Study text:
The Asian giants have suffered from their own versions of most of the problems above for many years, and their record on (for example) human rights and respect for the individual is even worse than that of the United States. On the other hand, they have made some giant strides in positive directions these last few years; over the last decade or so, they have improved by around as much as the USA has got worse. Right now, despite a lower-than-50% score on the scale of international good and evil, the United States is still to be prefered to China, though by a much smaller margin than once was the case.
But given the apparently terminal decline of the USA as a champion of liberty, and the fairly consistent improvement of the Asian giants, it seems likely that the world as a whole will prefer to deal with China and India around about the time that the world as a whole has to deal with China and India because the USA is no longer a power to be reckoned with.

Brief A:
In the passage on the United States and the Asian giants, how much have the Asian giants improved over the last decade or so?
Brief B:
Decide whether each statement agrees with the passage on the United States and the Asian giants: (i) the Asian giants have a better record on human rights than the United States; (ii) the United States is still to be preferred to China right now; (iii) the United States scores above 50% on the scale of international good and evil. For each, answer yes or no and quote the words that decide it.
Brief C:
Reproduce the passage on the United States and the Asian giants from "The Asian giants have" to "was the case.".

Data extract:
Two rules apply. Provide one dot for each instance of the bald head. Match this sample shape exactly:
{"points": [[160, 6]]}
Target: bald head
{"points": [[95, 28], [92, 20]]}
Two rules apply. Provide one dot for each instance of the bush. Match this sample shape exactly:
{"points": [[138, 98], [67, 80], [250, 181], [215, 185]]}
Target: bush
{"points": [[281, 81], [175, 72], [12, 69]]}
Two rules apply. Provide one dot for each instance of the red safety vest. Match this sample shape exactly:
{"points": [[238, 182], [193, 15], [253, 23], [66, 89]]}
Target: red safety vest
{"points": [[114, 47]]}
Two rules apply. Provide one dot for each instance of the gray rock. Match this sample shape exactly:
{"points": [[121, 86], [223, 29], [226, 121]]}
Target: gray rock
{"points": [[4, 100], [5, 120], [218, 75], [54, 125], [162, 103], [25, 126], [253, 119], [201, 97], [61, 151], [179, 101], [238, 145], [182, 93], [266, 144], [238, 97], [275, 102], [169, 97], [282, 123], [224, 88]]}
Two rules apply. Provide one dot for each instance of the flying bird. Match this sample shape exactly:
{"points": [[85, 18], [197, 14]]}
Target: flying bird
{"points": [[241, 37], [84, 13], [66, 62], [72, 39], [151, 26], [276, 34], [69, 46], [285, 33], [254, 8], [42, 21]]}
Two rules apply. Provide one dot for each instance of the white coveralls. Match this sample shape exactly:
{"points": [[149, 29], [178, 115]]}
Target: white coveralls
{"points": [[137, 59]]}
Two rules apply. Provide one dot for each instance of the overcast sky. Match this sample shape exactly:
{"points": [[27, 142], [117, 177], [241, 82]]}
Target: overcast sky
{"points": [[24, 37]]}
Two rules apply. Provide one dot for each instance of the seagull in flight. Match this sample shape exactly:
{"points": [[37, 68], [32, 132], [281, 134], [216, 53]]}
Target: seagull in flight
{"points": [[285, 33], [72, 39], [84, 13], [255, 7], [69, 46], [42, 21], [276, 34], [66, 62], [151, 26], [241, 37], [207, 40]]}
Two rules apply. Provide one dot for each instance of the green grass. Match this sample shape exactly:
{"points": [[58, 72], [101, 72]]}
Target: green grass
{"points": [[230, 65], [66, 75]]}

Answer area A:
They have improved by around as much as the USA has got worse.

Answer area B:
(i) No: "their record on (for example) human rights and respect for the individual is even worse than that of the United States"
(ii) Yes: "the United States is still to be prefered to China"
(iii) No: "despite a lower-than-50% score on the scale of international good and evil"

Answer area C:
The Asian giants have suffered from their own versions of most of the problems above for many years, and their record on (for example) human rights and respect for the individual is even worse than that of the United States. On the other hand, they have made some giant strides in positive directions these last few years; over the last decade or so, they have improved by around as much as the USA has got worse. Right now, despite a lower-than-50% score on the scale of international good and evil, the United States is still to be prefered to China, though by a much smaller margin than once was the case.